■ WORK ORDER ■
Repeat the data below exactly. Include each line.

Referring expression pointing data:
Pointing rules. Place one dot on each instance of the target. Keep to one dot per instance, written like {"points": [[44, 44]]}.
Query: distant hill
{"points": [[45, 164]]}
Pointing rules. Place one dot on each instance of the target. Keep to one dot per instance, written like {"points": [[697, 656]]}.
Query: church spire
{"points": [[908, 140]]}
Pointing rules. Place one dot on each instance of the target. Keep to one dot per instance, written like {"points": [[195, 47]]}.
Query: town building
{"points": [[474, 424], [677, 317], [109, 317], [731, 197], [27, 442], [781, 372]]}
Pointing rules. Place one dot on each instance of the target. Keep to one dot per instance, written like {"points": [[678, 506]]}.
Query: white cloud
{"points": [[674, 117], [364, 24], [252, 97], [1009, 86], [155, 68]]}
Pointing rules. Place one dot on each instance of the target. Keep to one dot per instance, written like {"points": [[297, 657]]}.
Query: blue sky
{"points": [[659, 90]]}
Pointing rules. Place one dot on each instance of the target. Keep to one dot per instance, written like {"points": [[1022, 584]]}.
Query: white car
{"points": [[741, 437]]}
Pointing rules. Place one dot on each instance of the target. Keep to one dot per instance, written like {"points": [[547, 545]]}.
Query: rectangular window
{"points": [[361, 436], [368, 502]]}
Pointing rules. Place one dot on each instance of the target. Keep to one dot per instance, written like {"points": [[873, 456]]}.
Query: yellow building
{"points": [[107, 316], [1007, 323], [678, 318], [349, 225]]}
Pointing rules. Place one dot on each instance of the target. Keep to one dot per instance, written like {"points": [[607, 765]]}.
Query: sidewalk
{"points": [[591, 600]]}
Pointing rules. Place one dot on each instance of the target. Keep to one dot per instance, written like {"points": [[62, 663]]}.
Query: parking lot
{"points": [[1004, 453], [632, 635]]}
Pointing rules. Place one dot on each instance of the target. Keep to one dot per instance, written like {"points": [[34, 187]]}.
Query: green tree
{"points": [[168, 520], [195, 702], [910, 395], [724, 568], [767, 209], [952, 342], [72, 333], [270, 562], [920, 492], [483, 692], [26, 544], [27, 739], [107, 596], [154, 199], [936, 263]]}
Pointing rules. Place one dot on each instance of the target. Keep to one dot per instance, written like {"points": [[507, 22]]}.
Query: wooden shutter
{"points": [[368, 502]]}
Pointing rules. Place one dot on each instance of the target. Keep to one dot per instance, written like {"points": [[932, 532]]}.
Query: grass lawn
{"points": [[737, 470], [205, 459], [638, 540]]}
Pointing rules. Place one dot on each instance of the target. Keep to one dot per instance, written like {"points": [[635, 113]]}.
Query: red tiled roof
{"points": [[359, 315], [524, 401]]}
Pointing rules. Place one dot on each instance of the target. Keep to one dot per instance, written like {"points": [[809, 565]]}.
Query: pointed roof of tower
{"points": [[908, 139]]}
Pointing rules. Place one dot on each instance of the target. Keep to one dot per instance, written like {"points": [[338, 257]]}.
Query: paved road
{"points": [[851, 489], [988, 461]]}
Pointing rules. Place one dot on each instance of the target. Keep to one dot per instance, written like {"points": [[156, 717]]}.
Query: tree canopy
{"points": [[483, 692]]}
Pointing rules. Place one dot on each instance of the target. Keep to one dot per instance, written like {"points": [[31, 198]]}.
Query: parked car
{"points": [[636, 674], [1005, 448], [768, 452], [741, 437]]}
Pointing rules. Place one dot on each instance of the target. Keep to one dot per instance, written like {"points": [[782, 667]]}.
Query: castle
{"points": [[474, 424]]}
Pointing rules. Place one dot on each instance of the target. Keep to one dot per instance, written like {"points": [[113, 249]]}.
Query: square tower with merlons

■ REPLY ■
Pointing rules. Place one dot on each instance of the target. Keep to one dot per instance, written like {"points": [[44, 44]]}.
Query: distant hill
{"points": [[45, 164]]}
Pointing rules. Place one dot on each instance of the target. Keep to one dot per instance, written like {"points": [[697, 656]]}.
Query: church spire
{"points": [[908, 140]]}
Pointing rules. Place one dot on each instance of the target. Keep to one dot per instance, written like {"points": [[195, 47]]}.
Query: town building
{"points": [[474, 424], [677, 317], [109, 317], [731, 197], [27, 442], [781, 372]]}
Pointing rules. Place one dot on each instance of the target. Keep to one dot per instance, written like {"points": [[678, 506]]}.
Query: white cloud
{"points": [[674, 117], [364, 24], [252, 97], [1009, 86], [155, 68]]}
Pointing rules. Place one dot on each instance of the target. Keep to one dot per instance, written like {"points": [[297, 657]]}.
Query: blue sky
{"points": [[659, 90]]}
Pointing rules. Place one dot on each instance of the target. Keep to one dot per instance, written like {"points": [[1022, 584]]}.
Query: white car
{"points": [[741, 437]]}
Pointing rules. Place one dot on each instance of the target. Keep to one dot per instance, written like {"points": [[547, 545]]}.
Query: rectangular window
{"points": [[361, 436], [368, 502]]}
Pointing rules. Place one dot on each instance of the target. Keep to one dot per instance, written like {"points": [[873, 456]]}.
Query: yellow building
{"points": [[107, 316], [1007, 323], [678, 318], [349, 225]]}
Pointing rules. Place one dot on each instance of the target. Keep to one dot per instance, written like {"points": [[607, 765]]}.
Query: sidewalk
{"points": [[591, 600]]}
Pointing rules. Place one dot on each instance of the target. Keep to one dot per instance, written like {"points": [[62, 663]]}.
Query: parking lot
{"points": [[1004, 453], [632, 635]]}
Pointing rules. Place one dot on each instance of the target. Keep to one dot per instance, written like {"points": [[34, 187]]}.
Query: green tree
{"points": [[168, 520], [195, 702], [910, 395], [724, 568], [767, 209], [952, 342], [72, 333], [270, 562], [920, 492], [483, 692], [26, 544], [27, 739], [107, 596], [154, 199], [936, 263]]}
Pointing rules. Place one dot on each instance of the target. Keep to one dot per instance, written like {"points": [[507, 22]]}.
Query: wooden shutter
{"points": [[368, 502]]}
Pointing rules. Place one dot on each instance of the target. Keep to one dot per instance, written like {"points": [[932, 532]]}.
Query: grass lawn
{"points": [[737, 470], [205, 459], [638, 540]]}
Pointing rules. Place one dot on each instance of the target. Keep to one dot per instance, written like {"points": [[635, 113]]}.
Query: red tiled roof
{"points": [[359, 315], [524, 401]]}
Pointing rules. Place one dot on each instance of the target. Keep to one dot per instance, written like {"points": [[809, 565]]}.
Query: pointed roof of tower
{"points": [[908, 139]]}
Pointing rules. Place one dot on each instance of the target. Keep to one dot per instance, written like {"points": [[338, 257]]}.
Query: paved road
{"points": [[851, 489], [988, 461]]}
Pointing rules. Place one dot on each instance of the target. Keep to one dot per instance, written like {"points": [[156, 717]]}.
Query: tree canopy
{"points": [[483, 692]]}
Pointing rules. Place one dot on each instance of the target. Keep to one dot per instance, written like {"points": [[31, 198]]}.
Query: parked car
{"points": [[636, 674], [1005, 448], [768, 452], [741, 437]]}
Pointing rules. Place one dot on each instance of the target. Keep to one dot per instance, written like {"points": [[782, 667]]}.
Query: castle
{"points": [[474, 424]]}
Pointing rules. Place one dot on each instance of the target. Keep to one dot per instance, written like {"points": [[113, 249]]}.
Query: square tower with merlons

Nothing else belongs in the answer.